> Your instructions: Lay out every line of the rows below as a Markdown table with the columns No. and Line, numbering the lines and skipping any blank ones. Leave the pictures out of the table.

▼

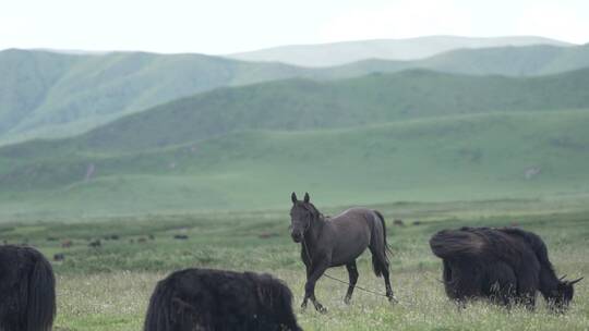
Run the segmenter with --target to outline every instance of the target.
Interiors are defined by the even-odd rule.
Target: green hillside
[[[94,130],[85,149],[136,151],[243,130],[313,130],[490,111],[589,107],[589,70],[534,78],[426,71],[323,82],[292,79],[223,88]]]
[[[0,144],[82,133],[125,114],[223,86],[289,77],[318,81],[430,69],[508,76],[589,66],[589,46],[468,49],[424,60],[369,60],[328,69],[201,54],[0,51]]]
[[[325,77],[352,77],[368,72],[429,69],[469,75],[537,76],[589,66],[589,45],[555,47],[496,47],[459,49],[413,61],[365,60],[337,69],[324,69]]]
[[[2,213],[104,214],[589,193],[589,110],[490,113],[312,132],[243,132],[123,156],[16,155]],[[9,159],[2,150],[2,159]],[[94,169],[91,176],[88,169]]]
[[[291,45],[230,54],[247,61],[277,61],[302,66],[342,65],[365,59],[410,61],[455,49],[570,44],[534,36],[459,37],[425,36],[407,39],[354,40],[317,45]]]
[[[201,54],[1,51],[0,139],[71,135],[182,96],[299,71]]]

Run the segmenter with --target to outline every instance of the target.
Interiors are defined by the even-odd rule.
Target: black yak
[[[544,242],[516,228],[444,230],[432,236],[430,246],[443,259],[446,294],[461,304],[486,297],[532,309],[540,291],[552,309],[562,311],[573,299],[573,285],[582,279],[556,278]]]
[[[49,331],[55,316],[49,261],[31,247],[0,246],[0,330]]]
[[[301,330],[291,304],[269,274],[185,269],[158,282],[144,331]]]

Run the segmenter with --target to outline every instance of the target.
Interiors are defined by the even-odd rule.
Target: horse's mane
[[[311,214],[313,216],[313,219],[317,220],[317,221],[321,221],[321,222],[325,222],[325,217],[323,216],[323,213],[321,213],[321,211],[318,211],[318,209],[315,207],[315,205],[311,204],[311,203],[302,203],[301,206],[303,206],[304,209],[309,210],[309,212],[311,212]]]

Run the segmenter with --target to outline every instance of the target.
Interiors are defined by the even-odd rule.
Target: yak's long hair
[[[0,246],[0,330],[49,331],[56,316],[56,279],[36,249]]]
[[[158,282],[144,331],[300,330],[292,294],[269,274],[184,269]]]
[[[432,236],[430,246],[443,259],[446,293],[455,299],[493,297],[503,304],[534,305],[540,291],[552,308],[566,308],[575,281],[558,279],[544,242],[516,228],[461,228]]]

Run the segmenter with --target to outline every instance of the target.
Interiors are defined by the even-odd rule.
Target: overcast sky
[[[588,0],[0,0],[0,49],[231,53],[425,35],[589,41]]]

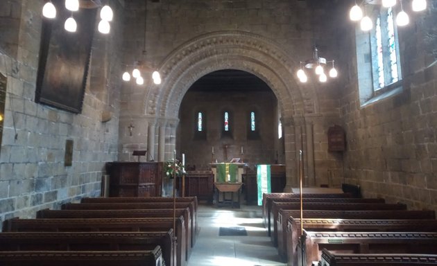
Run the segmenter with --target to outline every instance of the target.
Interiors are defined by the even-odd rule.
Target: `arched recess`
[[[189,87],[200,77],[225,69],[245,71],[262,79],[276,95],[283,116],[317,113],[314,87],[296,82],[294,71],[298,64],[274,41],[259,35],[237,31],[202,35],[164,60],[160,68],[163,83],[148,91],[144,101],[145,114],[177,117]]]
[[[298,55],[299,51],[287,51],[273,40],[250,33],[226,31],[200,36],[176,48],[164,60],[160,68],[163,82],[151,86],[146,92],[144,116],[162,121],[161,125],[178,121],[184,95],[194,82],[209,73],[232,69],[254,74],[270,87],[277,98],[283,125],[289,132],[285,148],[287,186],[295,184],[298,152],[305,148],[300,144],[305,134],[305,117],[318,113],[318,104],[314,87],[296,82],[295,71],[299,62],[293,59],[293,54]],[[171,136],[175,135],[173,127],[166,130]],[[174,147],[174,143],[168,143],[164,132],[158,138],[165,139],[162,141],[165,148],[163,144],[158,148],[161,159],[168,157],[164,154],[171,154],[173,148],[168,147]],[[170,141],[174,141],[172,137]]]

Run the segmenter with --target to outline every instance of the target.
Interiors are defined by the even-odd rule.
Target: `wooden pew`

▲

> Result:
| No. | Line |
|---|---|
| 1 | Run the segmenter with --target to outline every instance of the target. |
| 2 | Interiors are defined by the even-odd rule. |
| 3 | Target: green hillside |
| 4 | [[[94,130],[85,149],[136,151],[243,130],[313,130],[490,111],[589,107],[589,70],[534,78],[426,71],[323,82],[292,79],[223,88]]] |
| 5 | [[[0,144],[82,133],[125,114],[223,86],[289,77],[318,81],[430,69],[508,76],[589,66],[589,46],[468,49],[424,60],[369,60],[328,69],[201,54],[0,51]]] |
| 6 | [[[325,77],[352,77],[368,72],[429,69],[469,75],[537,76],[589,66],[589,45],[555,47],[496,47],[459,49],[413,61],[365,60],[337,69],[324,69]]] |
| 7 | [[[2,213],[104,214],[589,193],[589,110],[490,113],[312,132],[243,132],[123,156],[16,155]],[[9,159],[2,150],[2,159]],[[94,169],[91,176],[88,169]]] |
| 8 | [[[291,45],[230,54],[247,61],[277,61],[302,66],[342,65],[365,59],[410,61],[455,49],[570,44],[534,36],[459,37],[425,36],[407,39],[354,40],[317,45]]] |
| 9 | [[[201,54],[1,51],[0,139],[71,135],[182,96],[299,71]]] |
| 10 | Run the segmenter with --target to outline every instance of the target. |
| 11 | Interiors are defined by the even-odd rule. |
| 12 | Target: black yak |
| 13 | [[[544,242],[516,228],[444,230],[432,236],[430,246],[443,259],[446,294],[461,304],[486,297],[532,309],[540,291],[552,309],[562,311],[573,299],[573,285],[582,279],[556,278]]] |
| 14 | [[[49,331],[55,316],[49,261],[31,247],[0,246],[0,330]]] |
| 15 | [[[301,330],[291,304],[269,274],[185,269],[158,282],[144,331]]] |
| 16 | Run the segmenter with --target to outline every instance of the target. |
| 17 | Interiors are defined by the even-odd rule. |
| 18 | Target: horse's mane |
| 19 | [[[311,214],[313,216],[313,219],[317,220],[317,221],[321,221],[321,222],[325,222],[325,217],[323,216],[323,213],[321,213],[321,211],[318,211],[318,209],[315,207],[315,205],[311,204],[311,203],[302,203],[301,206],[303,206],[304,209],[309,210],[309,212],[311,212]]] |
| 20 | Run the segmenter with --target to outline every instance of the target. |
| 21 | Interiors are defined by the even-odd rule. |
| 22 | Target: yak's long hair |
| 23 | [[[0,246],[0,330],[49,331],[56,316],[56,279],[36,249]]] |
| 24 | [[[158,282],[144,331],[300,330],[292,294],[269,274],[184,269]]] |
| 25 | [[[432,236],[430,246],[443,259],[446,293],[455,299],[493,297],[503,304],[534,305],[540,291],[552,308],[566,308],[575,281],[558,279],[544,242],[516,228],[461,228]]] |
| 26 | Run the segmenter with --target to outline every instance of the target. |
| 27 | Interiors are defined by the even-odd rule. |
| 28 | Target: overcast sky |
| 29 | [[[588,0],[0,0],[0,49],[231,53],[425,35],[589,41]]] |
| 30 | Run the segmenter with --target to outline every instance of the target. |
| 31 | Interiors are defined by the even-odd rule. |
| 32 | Target: `arched recess` |
| 33 | [[[189,87],[200,77],[225,69],[245,71],[262,79],[276,95],[283,116],[317,113],[314,87],[296,82],[294,71],[298,64],[274,41],[259,35],[237,31],[202,35],[164,60],[160,68],[163,83],[148,91],[144,101],[145,114],[177,117]]] |
| 34 | [[[298,55],[299,51],[287,51],[273,40],[250,33],[226,31],[200,36],[176,48],[164,60],[160,68],[163,82],[151,86],[146,92],[144,116],[162,121],[161,125],[178,121],[184,95],[194,82],[209,73],[232,69],[254,74],[270,87],[277,98],[283,125],[289,132],[285,148],[287,186],[295,184],[298,152],[305,148],[300,144],[305,134],[305,117],[318,113],[318,104],[314,87],[296,82],[295,71],[299,62],[293,59],[293,54]],[[171,136],[175,135],[173,127],[166,130]],[[174,147],[174,143],[168,143],[164,132],[158,138],[165,139],[162,141],[165,148],[163,144],[158,148],[161,159],[168,157],[164,154],[171,154],[173,148],[168,147]],[[170,141],[174,141],[172,137]]] |
| 35 | Run the segmenter with --target to outline every instance of the target. |
| 36 | Interiors are defined by the even-odd rule. |
| 37 | Target: `wooden pew` |